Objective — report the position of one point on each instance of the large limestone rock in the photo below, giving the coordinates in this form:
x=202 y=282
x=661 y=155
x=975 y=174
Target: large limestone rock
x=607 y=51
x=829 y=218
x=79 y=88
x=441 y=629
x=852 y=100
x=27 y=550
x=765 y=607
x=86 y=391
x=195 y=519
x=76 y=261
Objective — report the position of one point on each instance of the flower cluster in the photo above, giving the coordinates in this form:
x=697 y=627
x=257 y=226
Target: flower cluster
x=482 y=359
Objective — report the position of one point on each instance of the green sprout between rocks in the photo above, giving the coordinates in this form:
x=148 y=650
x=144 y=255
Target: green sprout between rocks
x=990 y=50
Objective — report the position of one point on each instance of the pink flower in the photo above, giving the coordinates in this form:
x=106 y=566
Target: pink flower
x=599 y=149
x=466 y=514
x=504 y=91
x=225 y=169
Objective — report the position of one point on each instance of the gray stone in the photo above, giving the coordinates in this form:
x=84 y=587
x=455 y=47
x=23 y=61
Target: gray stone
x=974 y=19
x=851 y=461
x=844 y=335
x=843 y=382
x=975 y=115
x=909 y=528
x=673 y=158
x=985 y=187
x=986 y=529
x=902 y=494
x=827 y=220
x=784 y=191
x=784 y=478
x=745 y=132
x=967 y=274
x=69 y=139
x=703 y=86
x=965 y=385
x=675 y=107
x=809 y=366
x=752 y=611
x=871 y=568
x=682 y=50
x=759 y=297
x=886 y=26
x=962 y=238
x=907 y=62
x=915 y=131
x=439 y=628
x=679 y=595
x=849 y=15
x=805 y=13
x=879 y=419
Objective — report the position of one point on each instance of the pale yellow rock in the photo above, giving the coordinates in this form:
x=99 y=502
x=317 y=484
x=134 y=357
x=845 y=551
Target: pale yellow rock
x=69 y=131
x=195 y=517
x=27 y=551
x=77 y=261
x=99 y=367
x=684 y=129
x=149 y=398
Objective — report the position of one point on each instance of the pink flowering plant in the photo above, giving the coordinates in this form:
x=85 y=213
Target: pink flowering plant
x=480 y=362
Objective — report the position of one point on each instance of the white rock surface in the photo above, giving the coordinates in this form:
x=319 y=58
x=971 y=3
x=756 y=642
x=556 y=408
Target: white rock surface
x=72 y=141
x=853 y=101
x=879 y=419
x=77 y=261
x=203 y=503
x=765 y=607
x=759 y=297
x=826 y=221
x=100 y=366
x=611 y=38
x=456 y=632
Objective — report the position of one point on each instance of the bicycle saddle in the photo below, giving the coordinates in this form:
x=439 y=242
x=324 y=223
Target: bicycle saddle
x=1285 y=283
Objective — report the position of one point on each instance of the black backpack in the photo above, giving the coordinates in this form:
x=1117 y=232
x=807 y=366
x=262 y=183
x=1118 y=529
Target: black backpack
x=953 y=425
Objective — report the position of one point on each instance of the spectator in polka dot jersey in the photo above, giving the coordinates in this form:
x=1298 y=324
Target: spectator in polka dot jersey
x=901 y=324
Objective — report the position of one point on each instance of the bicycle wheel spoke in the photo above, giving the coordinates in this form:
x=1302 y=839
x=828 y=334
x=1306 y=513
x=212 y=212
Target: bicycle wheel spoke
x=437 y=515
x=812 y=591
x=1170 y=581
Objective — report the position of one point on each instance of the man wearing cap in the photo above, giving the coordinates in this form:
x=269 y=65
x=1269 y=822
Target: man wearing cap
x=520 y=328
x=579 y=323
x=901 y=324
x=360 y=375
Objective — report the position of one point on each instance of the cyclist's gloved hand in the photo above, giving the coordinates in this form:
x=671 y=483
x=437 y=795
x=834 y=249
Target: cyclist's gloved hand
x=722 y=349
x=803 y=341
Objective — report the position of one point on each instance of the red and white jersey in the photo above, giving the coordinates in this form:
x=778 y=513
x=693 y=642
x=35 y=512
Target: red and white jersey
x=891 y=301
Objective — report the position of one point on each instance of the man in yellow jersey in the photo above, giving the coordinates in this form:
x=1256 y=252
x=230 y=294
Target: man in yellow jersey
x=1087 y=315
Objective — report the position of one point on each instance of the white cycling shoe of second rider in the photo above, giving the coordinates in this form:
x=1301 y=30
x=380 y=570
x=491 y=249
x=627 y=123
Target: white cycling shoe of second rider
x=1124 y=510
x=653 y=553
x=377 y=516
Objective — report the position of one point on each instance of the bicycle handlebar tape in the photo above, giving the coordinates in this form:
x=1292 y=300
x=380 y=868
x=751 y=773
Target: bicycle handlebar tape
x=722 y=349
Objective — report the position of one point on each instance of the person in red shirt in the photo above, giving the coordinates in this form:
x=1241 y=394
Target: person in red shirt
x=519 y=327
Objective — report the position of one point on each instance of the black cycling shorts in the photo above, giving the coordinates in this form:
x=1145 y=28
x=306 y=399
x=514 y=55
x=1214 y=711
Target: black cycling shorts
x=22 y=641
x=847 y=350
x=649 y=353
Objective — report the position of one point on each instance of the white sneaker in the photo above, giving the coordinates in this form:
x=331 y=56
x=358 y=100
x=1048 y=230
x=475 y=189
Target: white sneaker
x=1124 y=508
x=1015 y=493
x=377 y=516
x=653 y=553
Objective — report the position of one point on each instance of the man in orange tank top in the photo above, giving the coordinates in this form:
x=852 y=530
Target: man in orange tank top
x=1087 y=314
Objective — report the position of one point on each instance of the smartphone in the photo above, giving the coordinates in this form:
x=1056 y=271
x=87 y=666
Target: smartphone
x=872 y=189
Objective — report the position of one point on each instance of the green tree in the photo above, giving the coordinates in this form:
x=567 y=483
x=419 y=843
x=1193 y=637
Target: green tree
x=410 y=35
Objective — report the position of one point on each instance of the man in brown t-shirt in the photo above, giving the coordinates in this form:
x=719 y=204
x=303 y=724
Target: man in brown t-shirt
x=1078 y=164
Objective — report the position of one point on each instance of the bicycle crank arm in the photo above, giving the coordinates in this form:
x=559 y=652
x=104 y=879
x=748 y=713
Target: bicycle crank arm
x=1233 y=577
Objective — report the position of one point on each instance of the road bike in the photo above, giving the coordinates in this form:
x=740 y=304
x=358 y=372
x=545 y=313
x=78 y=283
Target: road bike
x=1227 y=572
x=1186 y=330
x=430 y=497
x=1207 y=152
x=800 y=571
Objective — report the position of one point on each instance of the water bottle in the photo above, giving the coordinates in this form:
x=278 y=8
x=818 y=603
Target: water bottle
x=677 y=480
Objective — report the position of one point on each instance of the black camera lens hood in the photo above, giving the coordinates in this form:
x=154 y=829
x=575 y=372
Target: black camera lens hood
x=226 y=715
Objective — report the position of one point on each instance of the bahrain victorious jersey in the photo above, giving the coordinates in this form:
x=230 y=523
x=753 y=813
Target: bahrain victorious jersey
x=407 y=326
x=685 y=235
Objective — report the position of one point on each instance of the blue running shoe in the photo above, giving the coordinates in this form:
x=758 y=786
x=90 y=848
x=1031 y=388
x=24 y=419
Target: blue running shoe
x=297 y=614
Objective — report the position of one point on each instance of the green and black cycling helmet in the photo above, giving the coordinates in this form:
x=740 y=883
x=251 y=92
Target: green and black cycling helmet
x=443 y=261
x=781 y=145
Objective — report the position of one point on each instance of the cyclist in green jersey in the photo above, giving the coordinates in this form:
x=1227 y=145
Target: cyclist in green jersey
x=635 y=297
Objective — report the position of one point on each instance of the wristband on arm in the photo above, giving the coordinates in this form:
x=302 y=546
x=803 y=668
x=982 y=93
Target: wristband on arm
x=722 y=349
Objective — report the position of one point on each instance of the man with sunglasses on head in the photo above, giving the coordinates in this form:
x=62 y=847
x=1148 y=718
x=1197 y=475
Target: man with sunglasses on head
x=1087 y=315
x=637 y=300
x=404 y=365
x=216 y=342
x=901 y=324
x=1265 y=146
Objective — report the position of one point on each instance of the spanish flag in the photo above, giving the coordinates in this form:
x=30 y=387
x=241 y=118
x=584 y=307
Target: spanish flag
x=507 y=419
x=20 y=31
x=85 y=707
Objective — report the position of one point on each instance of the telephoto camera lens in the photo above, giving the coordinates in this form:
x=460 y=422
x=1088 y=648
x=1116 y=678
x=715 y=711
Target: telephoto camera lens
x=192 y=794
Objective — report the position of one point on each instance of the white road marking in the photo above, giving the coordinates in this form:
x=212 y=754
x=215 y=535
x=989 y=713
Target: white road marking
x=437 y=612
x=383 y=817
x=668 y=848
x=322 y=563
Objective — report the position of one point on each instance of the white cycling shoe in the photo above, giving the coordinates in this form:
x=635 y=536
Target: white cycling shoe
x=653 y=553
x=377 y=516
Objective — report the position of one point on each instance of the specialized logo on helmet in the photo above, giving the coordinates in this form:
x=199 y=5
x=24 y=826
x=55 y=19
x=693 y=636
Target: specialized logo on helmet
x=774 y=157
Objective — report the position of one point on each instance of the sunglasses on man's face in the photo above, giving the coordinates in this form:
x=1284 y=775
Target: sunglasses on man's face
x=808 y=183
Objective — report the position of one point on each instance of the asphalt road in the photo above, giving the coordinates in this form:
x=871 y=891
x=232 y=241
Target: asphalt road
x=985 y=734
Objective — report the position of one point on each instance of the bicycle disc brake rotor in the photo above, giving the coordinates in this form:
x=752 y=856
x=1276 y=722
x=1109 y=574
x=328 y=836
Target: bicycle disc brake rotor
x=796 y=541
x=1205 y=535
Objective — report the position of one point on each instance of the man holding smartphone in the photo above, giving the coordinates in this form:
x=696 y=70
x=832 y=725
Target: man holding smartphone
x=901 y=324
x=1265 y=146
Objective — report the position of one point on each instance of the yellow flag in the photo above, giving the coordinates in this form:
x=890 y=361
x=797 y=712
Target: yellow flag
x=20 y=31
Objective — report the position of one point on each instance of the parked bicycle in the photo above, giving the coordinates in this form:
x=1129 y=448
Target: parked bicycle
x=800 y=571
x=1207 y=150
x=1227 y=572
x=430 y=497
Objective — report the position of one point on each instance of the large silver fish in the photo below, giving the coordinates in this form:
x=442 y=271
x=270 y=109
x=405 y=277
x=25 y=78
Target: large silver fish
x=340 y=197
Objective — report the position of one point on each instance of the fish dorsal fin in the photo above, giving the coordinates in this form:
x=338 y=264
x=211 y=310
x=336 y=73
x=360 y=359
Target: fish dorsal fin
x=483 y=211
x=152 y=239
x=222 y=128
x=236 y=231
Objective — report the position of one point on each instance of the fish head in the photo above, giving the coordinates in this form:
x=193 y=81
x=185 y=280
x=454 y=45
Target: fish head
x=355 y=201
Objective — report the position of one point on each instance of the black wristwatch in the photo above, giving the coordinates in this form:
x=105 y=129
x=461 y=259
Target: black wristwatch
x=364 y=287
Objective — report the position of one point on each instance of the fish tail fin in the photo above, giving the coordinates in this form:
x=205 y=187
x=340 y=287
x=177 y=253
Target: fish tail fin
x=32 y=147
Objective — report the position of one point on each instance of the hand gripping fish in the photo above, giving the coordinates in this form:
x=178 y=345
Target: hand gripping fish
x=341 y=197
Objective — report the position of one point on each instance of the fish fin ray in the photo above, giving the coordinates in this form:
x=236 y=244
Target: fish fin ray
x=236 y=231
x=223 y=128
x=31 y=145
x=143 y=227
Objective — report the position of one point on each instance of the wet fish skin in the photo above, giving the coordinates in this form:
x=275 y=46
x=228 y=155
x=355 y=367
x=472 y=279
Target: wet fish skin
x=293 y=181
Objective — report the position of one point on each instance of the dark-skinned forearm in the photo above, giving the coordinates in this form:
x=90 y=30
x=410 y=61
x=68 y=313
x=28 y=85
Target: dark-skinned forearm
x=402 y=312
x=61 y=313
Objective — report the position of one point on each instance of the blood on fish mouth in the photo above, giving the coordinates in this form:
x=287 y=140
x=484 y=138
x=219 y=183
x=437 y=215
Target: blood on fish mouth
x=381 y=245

- [OBJECTIVE]: Make an exact copy of every line from the one with "of the hand" to the end of the data, with the first and last of those lines included.

- [COMPLETE OUTPUT]:
Objective — report the position of one point on each instance of the hand gripping fish in the photo above, giving the coordinates in this form:
x=178 y=345
Target: hand gripping fish
x=341 y=197
Objective — report the position of one point on each instance of the fish fin ray in the photo above, giving the coordinates in this form:
x=236 y=244
Target: fish fin ray
x=236 y=231
x=223 y=128
x=31 y=145
x=143 y=227
Objective — report the position of one point on each instance of the wet fish skin in the photo above, giving the coordinates in this form:
x=275 y=46
x=228 y=155
x=355 y=367
x=472 y=279
Target: wet fish skin
x=293 y=181
Objective — report the position of one point on each instance of the dark-skinned forearm in the photo above, giving the coordinates in this form:
x=90 y=30
x=410 y=61
x=68 y=313
x=28 y=85
Target: dark-skinned forearm
x=402 y=312
x=61 y=313
Objective — report the position of one point on each instance of the blood on fish mouth in the photo above, giving the coordinates in this form:
x=287 y=140
x=484 y=138
x=219 y=183
x=437 y=215
Target: blood on fish mouth
x=381 y=245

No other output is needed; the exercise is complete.